(begin)
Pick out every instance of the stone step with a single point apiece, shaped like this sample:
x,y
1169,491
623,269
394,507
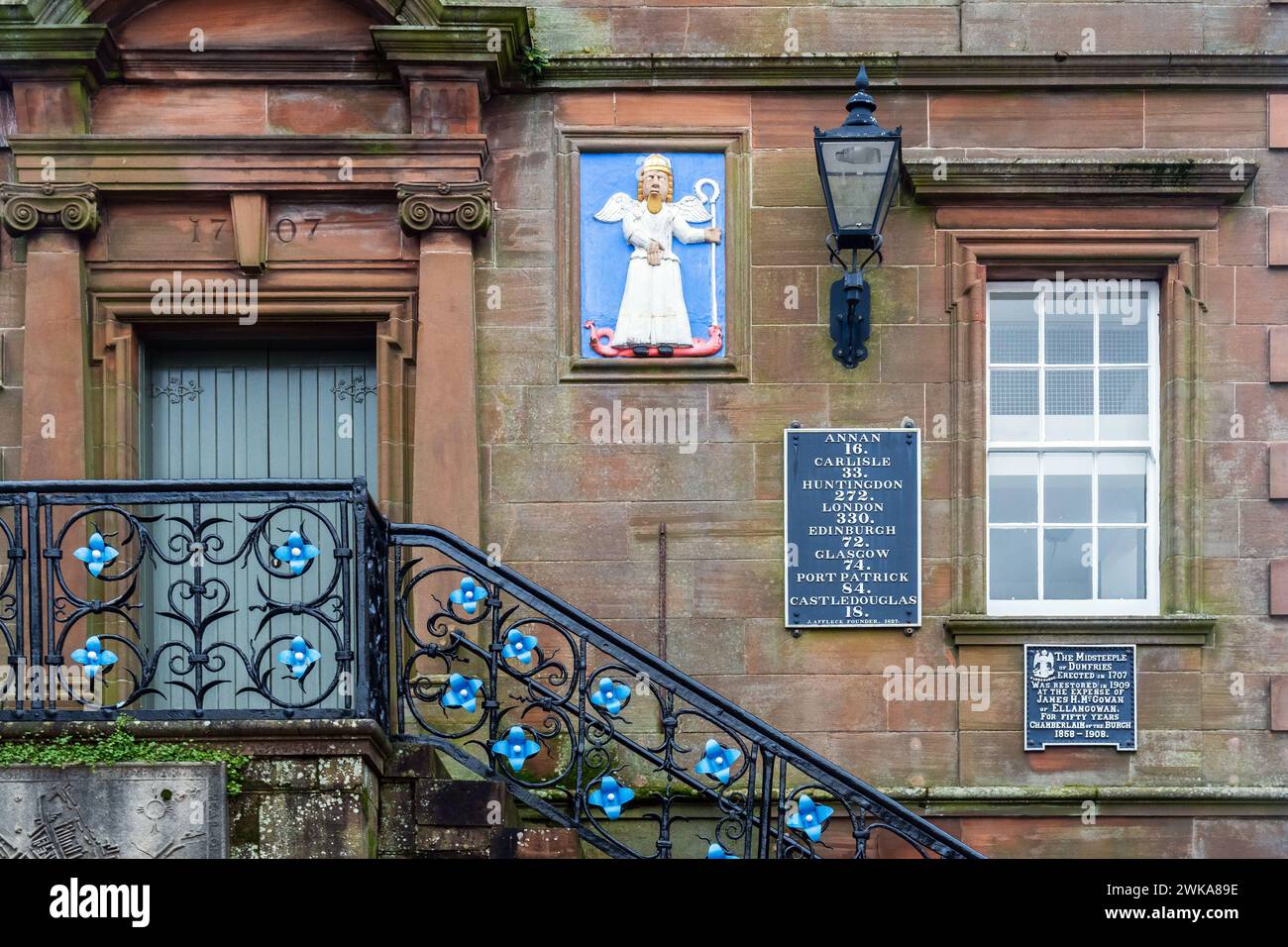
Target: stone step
x,y
545,843
464,804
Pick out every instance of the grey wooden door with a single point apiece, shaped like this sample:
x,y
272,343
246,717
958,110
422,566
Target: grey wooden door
x,y
253,415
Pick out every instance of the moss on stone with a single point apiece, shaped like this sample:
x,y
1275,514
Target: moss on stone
x,y
117,746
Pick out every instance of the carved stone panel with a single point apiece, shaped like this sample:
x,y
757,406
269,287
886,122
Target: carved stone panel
x,y
128,810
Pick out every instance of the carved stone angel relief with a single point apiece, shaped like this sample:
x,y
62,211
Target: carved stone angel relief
x,y
665,265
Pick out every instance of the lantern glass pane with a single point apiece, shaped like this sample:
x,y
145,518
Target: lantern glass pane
x,y
857,179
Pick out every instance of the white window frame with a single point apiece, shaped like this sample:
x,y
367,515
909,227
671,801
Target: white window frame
x,y
1093,607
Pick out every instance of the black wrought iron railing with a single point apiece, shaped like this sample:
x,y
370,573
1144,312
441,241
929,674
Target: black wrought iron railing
x,y
585,725
297,599
181,599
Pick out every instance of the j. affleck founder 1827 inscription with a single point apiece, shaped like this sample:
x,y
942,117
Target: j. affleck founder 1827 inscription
x,y
853,527
1080,694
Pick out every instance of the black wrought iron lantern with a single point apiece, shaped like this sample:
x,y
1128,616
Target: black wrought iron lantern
x,y
859,167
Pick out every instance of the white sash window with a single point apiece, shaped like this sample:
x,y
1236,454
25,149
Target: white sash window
x,y
1073,415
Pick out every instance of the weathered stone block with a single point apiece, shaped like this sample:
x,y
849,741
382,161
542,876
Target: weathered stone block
x,y
1279,354
1279,586
125,810
460,802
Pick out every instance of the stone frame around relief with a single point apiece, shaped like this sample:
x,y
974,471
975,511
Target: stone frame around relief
x,y
728,367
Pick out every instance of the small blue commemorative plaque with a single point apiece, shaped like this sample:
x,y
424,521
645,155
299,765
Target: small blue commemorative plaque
x,y
1080,694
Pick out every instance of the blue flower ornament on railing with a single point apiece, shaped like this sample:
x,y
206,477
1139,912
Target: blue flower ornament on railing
x,y
296,553
610,796
93,657
97,554
519,646
462,692
610,696
809,817
717,761
516,746
469,595
299,656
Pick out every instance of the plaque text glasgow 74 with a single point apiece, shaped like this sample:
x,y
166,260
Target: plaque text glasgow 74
x,y
853,527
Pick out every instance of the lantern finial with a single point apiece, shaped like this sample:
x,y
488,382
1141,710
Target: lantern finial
x,y
861,105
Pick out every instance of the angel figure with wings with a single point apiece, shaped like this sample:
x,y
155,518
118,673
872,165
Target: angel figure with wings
x,y
653,318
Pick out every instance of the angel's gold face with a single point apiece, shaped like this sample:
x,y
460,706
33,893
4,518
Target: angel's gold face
x,y
656,184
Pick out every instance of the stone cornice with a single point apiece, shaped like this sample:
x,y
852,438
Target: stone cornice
x,y
253,162
1167,629
485,43
26,208
1009,72
1113,176
425,206
490,50
85,52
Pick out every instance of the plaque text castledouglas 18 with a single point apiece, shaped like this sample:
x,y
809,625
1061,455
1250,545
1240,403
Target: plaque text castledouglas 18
x,y
853,527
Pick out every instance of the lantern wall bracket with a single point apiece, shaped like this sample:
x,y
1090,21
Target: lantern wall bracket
x,y
851,307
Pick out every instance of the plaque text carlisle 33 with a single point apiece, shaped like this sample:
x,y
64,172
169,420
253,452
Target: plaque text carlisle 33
x,y
851,509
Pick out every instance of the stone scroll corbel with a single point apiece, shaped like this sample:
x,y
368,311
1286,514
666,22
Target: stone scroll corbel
x,y
25,208
467,206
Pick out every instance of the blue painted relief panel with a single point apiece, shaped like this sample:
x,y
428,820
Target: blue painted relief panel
x,y
671,315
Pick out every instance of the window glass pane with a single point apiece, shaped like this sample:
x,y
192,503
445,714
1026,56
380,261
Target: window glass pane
x,y
1013,402
1067,488
1122,564
1124,324
1067,564
1013,565
1013,488
1069,333
1125,403
1013,328
1122,487
1069,394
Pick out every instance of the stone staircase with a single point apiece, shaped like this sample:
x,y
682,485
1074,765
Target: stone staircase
x,y
425,813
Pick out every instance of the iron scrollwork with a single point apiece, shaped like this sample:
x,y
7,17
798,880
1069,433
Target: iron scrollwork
x,y
584,725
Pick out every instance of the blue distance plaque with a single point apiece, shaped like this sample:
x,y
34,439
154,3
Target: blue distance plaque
x,y
851,521
1080,694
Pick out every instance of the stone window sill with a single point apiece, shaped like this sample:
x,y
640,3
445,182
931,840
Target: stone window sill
x,y
1164,629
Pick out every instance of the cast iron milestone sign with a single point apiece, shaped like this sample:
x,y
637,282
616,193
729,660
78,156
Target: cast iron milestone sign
x,y
853,527
1080,694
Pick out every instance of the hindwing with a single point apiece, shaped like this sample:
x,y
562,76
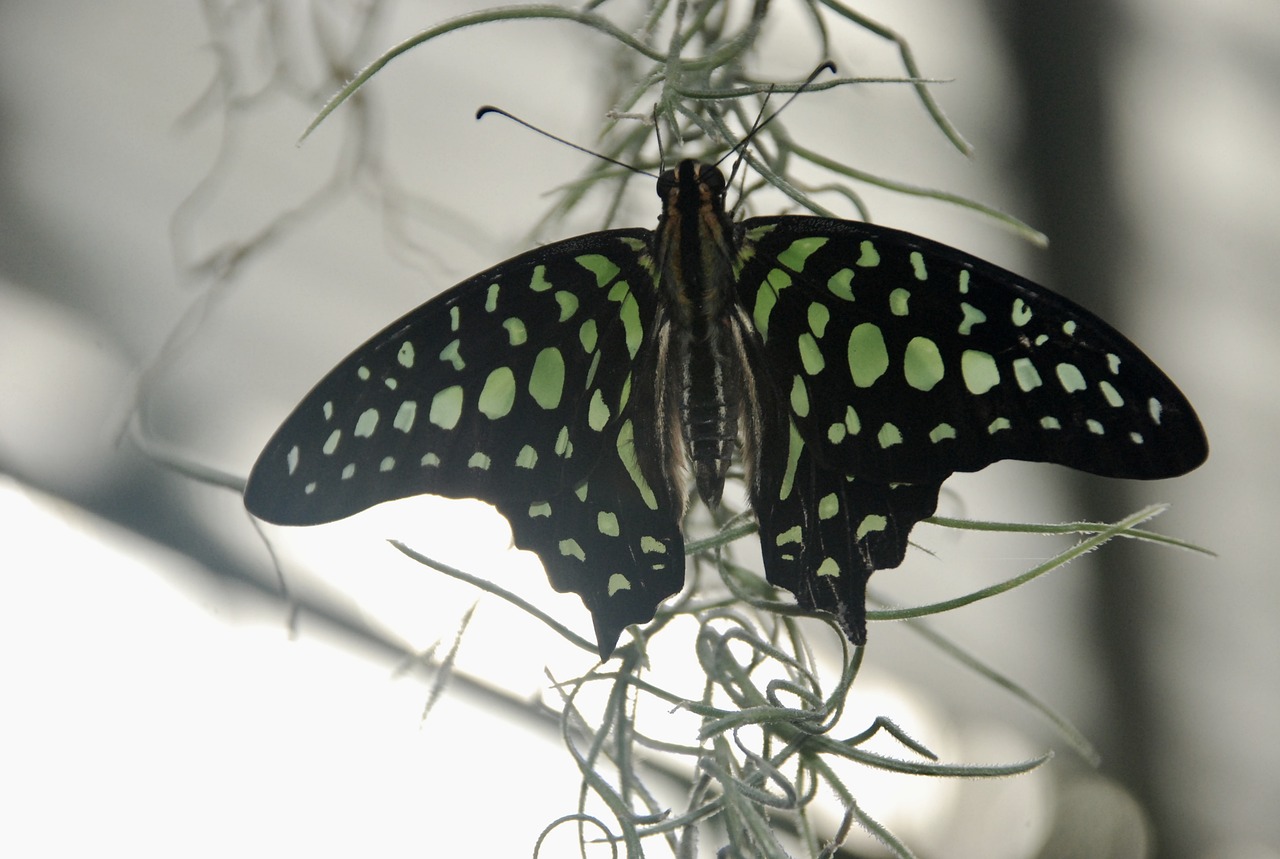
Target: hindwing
x,y
513,387
885,362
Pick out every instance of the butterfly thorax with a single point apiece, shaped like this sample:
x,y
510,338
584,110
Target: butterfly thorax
x,y
700,380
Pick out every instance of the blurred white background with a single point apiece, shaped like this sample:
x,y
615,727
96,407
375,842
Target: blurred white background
x,y
155,700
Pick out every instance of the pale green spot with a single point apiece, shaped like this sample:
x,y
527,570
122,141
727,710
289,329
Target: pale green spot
x,y
851,423
366,423
539,282
589,336
918,266
498,394
810,355
1072,378
789,474
446,407
868,359
568,305
526,458
406,415
922,364
600,266
818,318
972,316
627,453
1022,313
897,301
868,256
547,378
766,298
795,256
841,284
626,393
791,535
652,545
516,332
406,355
451,353
942,432
597,412
872,522
799,397
888,435
630,315
1027,374
979,371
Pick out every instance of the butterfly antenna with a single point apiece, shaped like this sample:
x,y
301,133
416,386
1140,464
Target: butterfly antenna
x,y
489,109
762,120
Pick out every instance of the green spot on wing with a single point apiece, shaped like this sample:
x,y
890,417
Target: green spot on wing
x,y
446,407
979,371
547,379
868,359
922,364
868,256
498,394
627,453
841,284
600,266
1070,377
800,250
516,332
539,282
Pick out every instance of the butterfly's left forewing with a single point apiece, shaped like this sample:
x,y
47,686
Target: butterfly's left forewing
x,y
885,362
516,388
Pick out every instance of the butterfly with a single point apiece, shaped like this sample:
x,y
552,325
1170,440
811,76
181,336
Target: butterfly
x,y
851,368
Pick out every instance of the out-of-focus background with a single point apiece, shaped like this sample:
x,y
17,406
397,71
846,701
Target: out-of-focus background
x,y
169,255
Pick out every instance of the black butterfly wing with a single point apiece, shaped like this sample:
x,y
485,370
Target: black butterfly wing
x,y
515,388
897,361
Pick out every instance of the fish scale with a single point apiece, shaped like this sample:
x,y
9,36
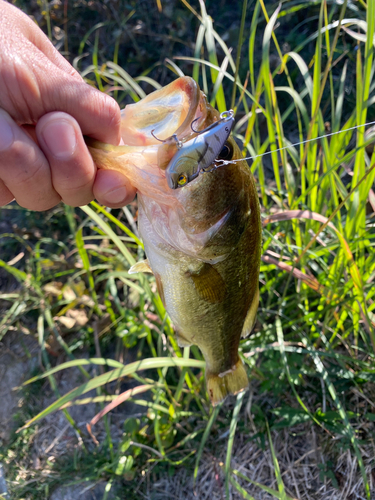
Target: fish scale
x,y
202,241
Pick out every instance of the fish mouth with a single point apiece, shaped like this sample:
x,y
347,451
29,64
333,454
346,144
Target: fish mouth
x,y
165,112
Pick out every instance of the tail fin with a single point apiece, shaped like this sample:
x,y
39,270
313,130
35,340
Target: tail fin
x,y
231,382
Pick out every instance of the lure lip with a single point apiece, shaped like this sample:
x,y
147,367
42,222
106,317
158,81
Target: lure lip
x,y
207,144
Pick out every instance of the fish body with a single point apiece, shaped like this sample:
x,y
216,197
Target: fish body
x,y
202,241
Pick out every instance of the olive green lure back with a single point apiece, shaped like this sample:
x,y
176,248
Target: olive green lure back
x,y
202,238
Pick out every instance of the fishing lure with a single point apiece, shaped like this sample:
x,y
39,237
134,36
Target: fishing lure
x,y
200,153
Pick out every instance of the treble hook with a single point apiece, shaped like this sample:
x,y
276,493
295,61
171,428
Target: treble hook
x,y
174,136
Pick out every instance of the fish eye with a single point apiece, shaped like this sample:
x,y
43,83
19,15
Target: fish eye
(end)
> **INSTRUCTION**:
Update the entries from the line containing "Pick out every instance of the fish eye" through the end of the entries, replacing "instance" with "occurrence" and leaving everything else unchanged.

> **ANSWER TO THIS EXERCISE**:
Pick out every occurrence of the fish eye with a single point apiece, shaped like this sample:
x,y
43,83
19,15
Target: fish eye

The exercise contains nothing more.